▸ **What the task requires**:
Decide whether each of the following statements agrees with the biography of Peter J. Greenwood, answering yes or no and quoting the words of the biography that decide it: (a) He started his career as a cel painter with Hanna Barbera Australia at age fifteen. (b) He was the executive producer of the American adaptation of Red Dwarf. (c) He attended Killara High School in Melbourne.

-- begin Document extract --

Peter J. Greenwood (born 19 October 1962 in Sydney, Australia, died 7 January 2021) was an Australian special effects technician, researcher, designer, voice actor and media consultant.

Married to Gay Lynn Ramey on May 24, 2015 till his passing on 1/7/2021.

He is related to actress Joan Greenwood.

Career

He attended Killara High School in Sydney, NSW.

He began his career as a cel painter with Hanna Barbera Australia at age fifteen, followed by a stint on Sydney radio station 2UW on the Rick Melbourne morning comedy radio show Wood Duck theatre. As a commercial actor he has appeared in minor roles in several Australian TV soap operas. He has worked on various advertising campaigns, and is perhaps best known in Australia as the spokesperson for Matchbox die cast car brand Parasites.

He has also written for magazines published by the Fairfax group, including Omega Science Digest, Woman's Day and TV Soap magazine. He also produced several special-issue magazines for the Howitz group, such as issues focused on Addams Family vs. The Munsters; The Simpsons; Paul Hoga;, and James Dean special. His name appears as "Hollywood editor" on these special editions.

During the 1980s he worked as a licensing designer/consultant for Hanna Barbera Australia, Reg Grundy Productions and Village Roadshow, before moving to Los Angeles, where he worked in the merchandising and promotions field.

In 1992 he was the supervising producer on the American adaptation of the British sci-fi comedy series Red Dwarf, under executive producer Linwood Boomer (creator of Malcolm in the Middle). During 1993 he worked as a costume and special effects technician on an episode of Star Trek: Deep Space Nine and on the movie Teenage Mutant Ninja Turtles III.

Since 2006, Greenwood has been the worldwide licensing manager for Jack Chertok Television, He was recently quoted by the Los Angeles Times regarding his search for and restoration of the Chertok show My Living Doll. Greenwood continues to search for this program in order to issue a second volume in 2013.

He supervised the recent merchandising reactivation of the show My Favorite Martian. His name can be found on the side panel of the Pegasus hobbies kit of Uncle Martin's space ship and the Factory Entertainment Bobble collection.

Consulting to the Milton Canniff estate, he can be found credited in the Hermes Press reprints of the Gold Key Steve Canyon books and the Mail Call art book. In the Hermes Press My Favorite Martian volume one comic reprint, he is listed as the visual editor.

For home video he oversaw the 2012 DVD's extras footage for Alias Smith and Jones, Laramie, Wagon Train, and 87th Precinct.

In 2012 he oversaw the special reprint of a Gold Key My Favorite Martian title together with Hermes Press as part of the Free Comic Book day event across the United States. This was the first 1960s television show to become part of this event.

-- end Document extract --
-- begin Available data --

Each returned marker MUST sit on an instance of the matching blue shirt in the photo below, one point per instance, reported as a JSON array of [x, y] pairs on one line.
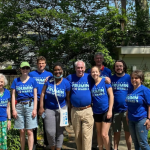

-- end Available data --

▸ **Exercise result**:
(a) Yes: "He began his career as a cel painter with Hanna Barbera Australia at age fifteen"
(b) No: "In 1992 he was the supervising producer on the American adaptation of the British sci-fi comedy series Red Dwarf, under executive producer Linwood Boomer"
(c) No: "He attended Killara High School in Sydney, NSW."